Given data section start
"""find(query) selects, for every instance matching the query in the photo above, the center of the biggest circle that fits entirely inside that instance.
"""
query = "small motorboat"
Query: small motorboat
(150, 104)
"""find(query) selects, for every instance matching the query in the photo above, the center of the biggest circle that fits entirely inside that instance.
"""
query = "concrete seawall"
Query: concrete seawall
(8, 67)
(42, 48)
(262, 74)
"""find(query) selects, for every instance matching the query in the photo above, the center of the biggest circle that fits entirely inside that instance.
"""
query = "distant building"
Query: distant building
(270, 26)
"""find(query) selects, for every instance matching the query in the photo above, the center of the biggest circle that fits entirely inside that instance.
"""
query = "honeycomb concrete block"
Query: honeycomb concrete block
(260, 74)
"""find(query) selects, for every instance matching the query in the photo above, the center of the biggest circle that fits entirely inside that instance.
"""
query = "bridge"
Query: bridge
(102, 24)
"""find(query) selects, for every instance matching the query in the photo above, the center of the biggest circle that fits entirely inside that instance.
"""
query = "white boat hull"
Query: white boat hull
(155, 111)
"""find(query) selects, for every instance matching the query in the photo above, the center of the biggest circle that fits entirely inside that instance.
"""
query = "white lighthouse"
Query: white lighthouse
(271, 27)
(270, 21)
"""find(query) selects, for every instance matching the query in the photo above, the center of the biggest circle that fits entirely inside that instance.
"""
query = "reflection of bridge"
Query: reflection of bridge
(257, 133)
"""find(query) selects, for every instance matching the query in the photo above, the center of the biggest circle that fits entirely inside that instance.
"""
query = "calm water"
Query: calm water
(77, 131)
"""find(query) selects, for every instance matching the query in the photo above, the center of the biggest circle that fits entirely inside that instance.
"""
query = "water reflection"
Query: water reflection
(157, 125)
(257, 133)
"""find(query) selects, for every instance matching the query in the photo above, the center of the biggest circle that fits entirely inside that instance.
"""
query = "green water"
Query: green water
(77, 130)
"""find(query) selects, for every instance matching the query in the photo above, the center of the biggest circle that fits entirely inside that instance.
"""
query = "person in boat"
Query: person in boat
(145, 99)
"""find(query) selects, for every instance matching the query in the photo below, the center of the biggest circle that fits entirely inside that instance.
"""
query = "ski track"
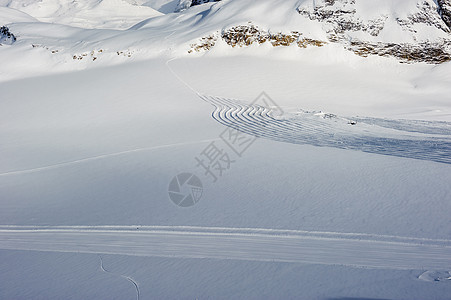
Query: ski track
(402, 138)
(97, 157)
(135, 284)
(254, 244)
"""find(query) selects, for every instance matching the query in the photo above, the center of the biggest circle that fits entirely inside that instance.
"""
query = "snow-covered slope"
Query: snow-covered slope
(84, 13)
(342, 194)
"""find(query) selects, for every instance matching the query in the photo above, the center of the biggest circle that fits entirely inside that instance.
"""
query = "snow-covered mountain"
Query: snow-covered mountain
(234, 149)
(410, 31)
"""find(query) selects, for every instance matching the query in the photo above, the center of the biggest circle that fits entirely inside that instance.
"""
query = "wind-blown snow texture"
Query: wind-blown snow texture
(344, 195)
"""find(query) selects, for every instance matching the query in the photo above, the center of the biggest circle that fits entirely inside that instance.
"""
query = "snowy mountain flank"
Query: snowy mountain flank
(410, 31)
(233, 149)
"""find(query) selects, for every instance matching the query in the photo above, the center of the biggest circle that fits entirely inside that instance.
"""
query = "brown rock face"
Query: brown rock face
(445, 11)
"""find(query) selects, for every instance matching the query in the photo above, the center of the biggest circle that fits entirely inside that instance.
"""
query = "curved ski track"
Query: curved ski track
(410, 139)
Given data section end
[Exercise] Write out the material above again, word for word, minus its pictures.

[Response box]
"""find(query) selects, for every instance matching the query in the photo above, the center of the biggest circle that fits entirely inside that instance.
"""
query = "small motorboat"
Query: small motorboat
(150, 104)
"""find(query) selects, for every instance matching the query in the photo above, the center of the biggest circle that fits entirely inside that instance.
"""
query = "concrete seawall"
Query: concrete seawall
(8, 67)
(42, 48)
(262, 74)
"""find(query) selects, for every instance matching the query in the photo above, the center of the biggest circle that fits entirely inside that instance.
"""
query = "distant building"
Query: distant building
(270, 26)
"""find(query) selects, for every instance matching the query in the photo above, the center of the biggest circle that fits entirely inside that instance.
"""
query = "honeycomb concrete block"
Query: honeycomb concrete block
(260, 74)
"""find(query) selects, for every instance matching the query in the photo above, the center of the biggest circle that fits entirely inside that instance.
"""
query = "bridge"
Query: bridge
(102, 24)
"""find(query) selects, for every instance matching the query in the photo above, the center of the biggest circle that fits entirely inside that instance.
"""
query = "white boat hull"
Query: white boat hull
(155, 111)
"""find(query) selects, for every instance matching the query in the photo above, the center of the biggest circle that fits entirely inside that instance.
"""
query = "white lighthouse"
Query: white lighthouse
(271, 27)
(270, 21)
"""find(query) selects, for every instance matching the query in the photo above, the center of the biggest circle that fits entirely inside that instance.
"""
query = "reflection of bridge"
Query: reflection of bridge
(257, 133)
"""find(query) selects, for every instance matching the query in the photo above, the center of the biggest circle that fits entirely inside that instance.
"""
query = "calm water"
Query: calm water
(77, 131)
"""find(query) selects, for every instance matching the query in the photo above, the center of the biggest circle that fits entirely inside that instance.
"""
query = "water reflection"
Query: water reflection
(157, 125)
(257, 133)
"""find(query) selects, for every instance matching the query in the photo above, the center of the biggest circle that fits entirely inside that instance.
"""
query = "green water"
Query: green water
(77, 130)
"""find(query) selects, for every instance matching the query in the photo above, the center of the biggest circle that fits entirely inside that instance.
"""
query = "person in boat"
Query: person in boat
(145, 99)
"""find(query) selects, for every instance matching the query in the photo below, the center of the biggest circle that fits entirely inside that instance.
"""
query = "ski track"
Query: ski track
(402, 138)
(97, 157)
(135, 284)
(254, 244)
"""find(query) selects, for every instance matching the query in the photo above, the center of the biggest circle that fits entirely inside that instance.
"""
query = "snow-covered slope"
Query: snow-covered slope
(84, 13)
(342, 194)
"""find(query) selects, for every instance matching the query in the photo above, the center of the biggest circle that fits entirely inside that instance.
"""
query = "snow-covered mountain"
Query: snow-covered mountain
(234, 149)
(410, 31)
"""find(query) selects, for every instance matching the query in the photo above, the center of the biggest circle that fits entirely inside that instance.
"""
query = "wind-blown snow texture"
Query: wind-blown snow texture
(344, 195)
"""find(query) selects, for every instance matching the query in the photo above, the center of the biggest circle that fits entirely inside that instance.
"""
query = "snowy mountain flank"
Query: snowy mountain flank
(410, 31)
(233, 149)
"""find(query) selects, for every instance matching the query in the photo above, the center of the biggest circle that fits entirely inside that instance.
"""
query = "brown rock face"
Query: brown rock face
(445, 11)
"""find(query) selects, for every instance matching the query in the photo above, the center of the biggest circle that fits entirely inside that instance.
"""
query = "curved ski track"
Query: curved ski track
(410, 139)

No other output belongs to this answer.